# EXERCISE INSTRUCTIONS:
**1.** Using the DoRA passage below, explain in one to three sentences why DoRA adds no cost at inference time.
**2.** Answer these questions from the DoRA passage below:
(a) In DoRA, what is the magnitude m learned as?
(b) Which repository does the code name as its source?
(c) In the layer code, which setting keeps the pretrained weight frozen?
**3.** Write what comes next in the DoRA passage below, starting after its last line.
*** Opening of EXERCISE TEXT ***
LoRA still lags behind full fine‑tuning, especially when the rank is low, because it updates only the directional component of weights.

Core Insight

Any weight matrix W can be decomposed into a magnitude scalar m and a unit‑direction vector V/||V||: W = m × (V / ||V||_c) Full fine‑tuning updates both magnitude and direction jointly. LoRA ties them together, limiting expressiveness. DoRA decouples them: the magnitude m is learned as an independent scalar per output neuron, while LoRA matrices modify only the direction.

W' = (m + Δm) × ((V + ΔV_LoRA) / ||V + ΔV_LoRA||_c)

During inference the magnitude and direction are merged back into a single weight matrix, incurring zero extra cost.

DoRA Layer Implementation (NVlabs)

# Source: github.com/NVlabs/DoRA
import torch
import torch.nn as nn
import torch.nn.functional as F

class DoRALayer(nn.Module):
    def __init__(self, d_in, d_out, rank, lora_alpha):
        super().__init__()
        # Frozen pretrained weight
        self.weight = nn.Parameter(torch.randn(d_out, d_in), requires_grad=False)
        # Learnable magnitude per output neuron
        self.m = nn.Parameter(self.weight.norm(p=2, dim=1, keepdim=True))
*** Close of EXERCISE TEXT ***
*** Opening of EXTRACTED ENTRIES ***
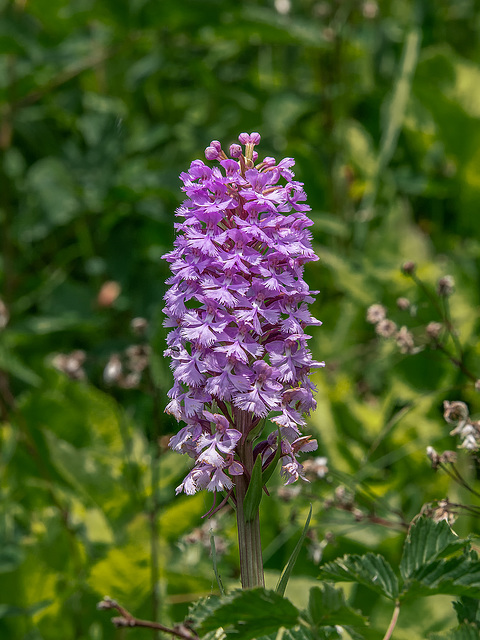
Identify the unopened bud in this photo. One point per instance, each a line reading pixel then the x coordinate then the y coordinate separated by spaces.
pixel 386 328
pixel 403 303
pixel 235 150
pixel 113 369
pixel 445 286
pixel 108 294
pixel 211 153
pixel 376 313
pixel 434 457
pixel 433 330
pixel 408 268
pixel 404 340
pixel 449 457
pixel 4 315
pixel 454 412
pixel 139 326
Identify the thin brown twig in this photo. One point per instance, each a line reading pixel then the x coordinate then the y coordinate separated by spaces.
pixel 126 619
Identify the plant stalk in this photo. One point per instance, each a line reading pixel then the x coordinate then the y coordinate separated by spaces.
pixel 249 540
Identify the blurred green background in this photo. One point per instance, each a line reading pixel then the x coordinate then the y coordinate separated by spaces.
pixel 102 104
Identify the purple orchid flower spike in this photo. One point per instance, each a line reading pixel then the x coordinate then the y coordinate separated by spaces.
pixel 237 306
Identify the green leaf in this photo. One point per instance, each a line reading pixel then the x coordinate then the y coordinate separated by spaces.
pixel 253 496
pixel 10 363
pixel 247 614
pixel 283 580
pixel 464 632
pixel 11 556
pixel 426 541
pixel 327 607
pixel 371 570
pixel 215 566
pixel 467 609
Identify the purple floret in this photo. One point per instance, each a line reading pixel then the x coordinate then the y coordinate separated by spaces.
pixel 237 306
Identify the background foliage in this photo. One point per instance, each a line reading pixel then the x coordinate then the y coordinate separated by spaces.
pixel 102 105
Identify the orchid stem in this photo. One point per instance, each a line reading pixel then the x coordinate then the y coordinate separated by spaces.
pixel 249 540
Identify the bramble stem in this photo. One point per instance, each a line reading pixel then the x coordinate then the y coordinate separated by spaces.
pixel 393 622
pixel 249 541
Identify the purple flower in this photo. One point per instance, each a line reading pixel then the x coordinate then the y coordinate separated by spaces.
pixel 237 306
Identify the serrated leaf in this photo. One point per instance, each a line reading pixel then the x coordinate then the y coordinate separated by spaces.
pixel 426 541
pixel 327 607
pixel 371 570
pixel 283 580
pixel 464 632
pixel 455 576
pixel 253 496
pixel 246 614
pixel 298 633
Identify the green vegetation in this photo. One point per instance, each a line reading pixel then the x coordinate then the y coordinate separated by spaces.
pixel 102 105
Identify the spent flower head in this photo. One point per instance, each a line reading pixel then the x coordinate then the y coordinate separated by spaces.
pixel 237 306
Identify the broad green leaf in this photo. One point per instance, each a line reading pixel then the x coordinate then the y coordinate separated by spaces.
pixel 371 570
pixel 283 580
pixel 247 614
pixel 467 609
pixel 464 632
pixel 10 363
pixel 426 541
pixel 253 496
pixel 455 576
pixel 327 607
pixel 11 556
pixel 7 610
pixel 297 633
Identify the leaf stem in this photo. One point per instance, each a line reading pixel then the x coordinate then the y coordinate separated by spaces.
pixel 249 540
pixel 393 622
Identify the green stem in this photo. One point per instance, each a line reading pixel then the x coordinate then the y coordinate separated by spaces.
pixel 393 622
pixel 249 541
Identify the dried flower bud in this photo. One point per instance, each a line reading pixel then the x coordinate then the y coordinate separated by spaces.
pixel 404 340
pixel 130 381
pixel 376 313
pixel 386 328
pixel 444 512
pixel 445 286
pixel 316 468
pixel 448 457
pixel 71 364
pixel 433 330
pixel 108 293
pixel 403 304
pixel 408 268
pixel 139 326
pixel 113 369
pixel 138 357
pixel 4 315
pixel 370 9
pixel 455 412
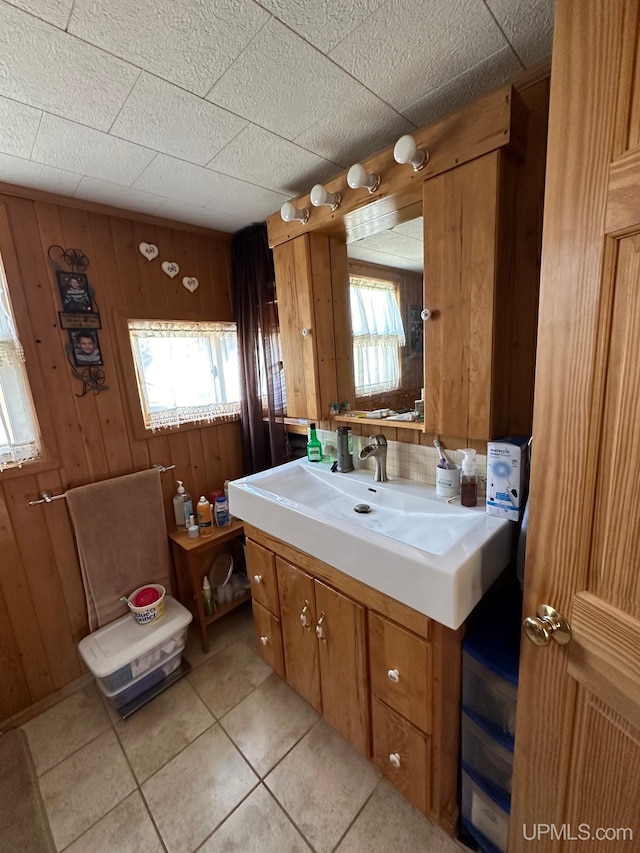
*** Close of EXTRACTED ENTRIES ***
# ANSWERS PROVIDED:
**1.** During inference, DoRA merges the learned magnitude and direction back into a single weight matrix. Because only one ordinary weight matrix is used, there is zero extra cost.

**2.**
(a) An independent scalar per output neuron.
(b) github.com/NVlabs/DoRA
(c) requires_grad=False

**3.**
        # LoRA matrices for directional updates
        std = 1 / torch.sqrt(torch.tensor(rank).float())
        self.lora_A = nn.Parameter(torch.randn(d_in, rank) * std)
        self.lora_B = nn.Parameter(torch.zeros(rank, d_out))
        self.rank = rank
        self.scaling = lora_alpha / rank

    def forward(self, x):
        # Directional update from LoRA
        lora_update = (self.lora_A @ self.lora_B).T * self.scaling
        adapted = self.weight + lora_update
        # Normalize columns to unit direction vectors
        column_norms = adapted.norm(p=2, dim=1, keepdim=True)
        V_normalized = adapted / column_norms
        # Scale by learned magnitude
        effective_weight = self.m * V_normalized
        return F.linear(x, effective_weight)

Enabling DoRA via HuggingFace PEFT

# Source: HuggingFace PEFT documentation
from peft import LoraConfig, get_peft_model
lora_config = LoraConfig(
    r=16,
    lora_alpha=32,
    target_modules=["q_proj", "v_proj"],
    lora_dropout=0.05,
    bias="none",
    task_type="CAUSAL_LM",
    use_dora=True,  # single flag activates DoRA
)
model = get_peft_model(model, lora_config)

Benchmark (DoRA paper)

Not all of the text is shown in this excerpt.